- RECORDS SHOWN:
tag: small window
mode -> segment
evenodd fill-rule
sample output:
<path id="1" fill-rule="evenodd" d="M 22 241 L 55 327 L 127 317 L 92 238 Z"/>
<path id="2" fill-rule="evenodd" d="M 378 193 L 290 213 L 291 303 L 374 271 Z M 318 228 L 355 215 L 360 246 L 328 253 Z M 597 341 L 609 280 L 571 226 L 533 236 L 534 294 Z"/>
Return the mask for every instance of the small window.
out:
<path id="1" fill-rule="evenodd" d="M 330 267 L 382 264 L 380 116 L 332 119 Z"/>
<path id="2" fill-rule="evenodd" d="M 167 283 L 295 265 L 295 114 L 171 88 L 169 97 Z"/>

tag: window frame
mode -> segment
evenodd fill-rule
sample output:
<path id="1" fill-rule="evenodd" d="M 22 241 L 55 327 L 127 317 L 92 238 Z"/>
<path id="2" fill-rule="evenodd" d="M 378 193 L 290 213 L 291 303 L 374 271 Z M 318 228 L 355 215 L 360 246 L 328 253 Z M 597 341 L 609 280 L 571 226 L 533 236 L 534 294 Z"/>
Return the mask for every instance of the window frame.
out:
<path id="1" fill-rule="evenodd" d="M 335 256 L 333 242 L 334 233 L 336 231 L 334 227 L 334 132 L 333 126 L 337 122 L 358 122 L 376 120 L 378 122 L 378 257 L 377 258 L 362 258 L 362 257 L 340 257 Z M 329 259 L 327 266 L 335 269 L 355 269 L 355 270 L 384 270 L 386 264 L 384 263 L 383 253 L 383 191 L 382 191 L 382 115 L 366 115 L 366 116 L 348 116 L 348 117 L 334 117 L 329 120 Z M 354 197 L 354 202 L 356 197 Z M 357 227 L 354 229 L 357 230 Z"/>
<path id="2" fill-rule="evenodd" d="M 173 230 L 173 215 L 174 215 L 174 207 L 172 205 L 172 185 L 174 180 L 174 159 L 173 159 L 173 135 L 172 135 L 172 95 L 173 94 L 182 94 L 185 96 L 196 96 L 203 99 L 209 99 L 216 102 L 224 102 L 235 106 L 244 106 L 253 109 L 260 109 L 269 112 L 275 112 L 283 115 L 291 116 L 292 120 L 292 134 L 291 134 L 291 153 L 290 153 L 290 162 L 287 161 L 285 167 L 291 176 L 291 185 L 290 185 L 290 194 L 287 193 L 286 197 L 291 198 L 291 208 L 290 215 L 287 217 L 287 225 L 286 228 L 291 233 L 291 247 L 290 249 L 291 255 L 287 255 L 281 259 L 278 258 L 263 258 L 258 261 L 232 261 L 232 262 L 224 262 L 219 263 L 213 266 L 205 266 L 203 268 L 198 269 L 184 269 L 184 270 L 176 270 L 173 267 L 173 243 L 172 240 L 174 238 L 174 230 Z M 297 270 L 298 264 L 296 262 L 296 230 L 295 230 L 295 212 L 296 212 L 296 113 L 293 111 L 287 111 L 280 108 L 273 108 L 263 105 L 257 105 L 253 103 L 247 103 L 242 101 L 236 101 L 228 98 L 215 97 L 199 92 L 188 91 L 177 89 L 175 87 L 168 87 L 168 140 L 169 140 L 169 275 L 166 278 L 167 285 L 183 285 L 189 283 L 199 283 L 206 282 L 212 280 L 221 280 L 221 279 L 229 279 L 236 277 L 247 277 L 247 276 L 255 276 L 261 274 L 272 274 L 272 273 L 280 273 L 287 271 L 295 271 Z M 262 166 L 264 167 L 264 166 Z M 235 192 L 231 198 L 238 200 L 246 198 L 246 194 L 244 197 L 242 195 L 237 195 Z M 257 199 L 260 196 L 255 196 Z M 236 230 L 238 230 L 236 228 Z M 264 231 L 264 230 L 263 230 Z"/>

- WORK ORDER:
Please state how many lines in the listing contain the string "frame", and give nothing besides that number.

- FINAL ANSWER:
2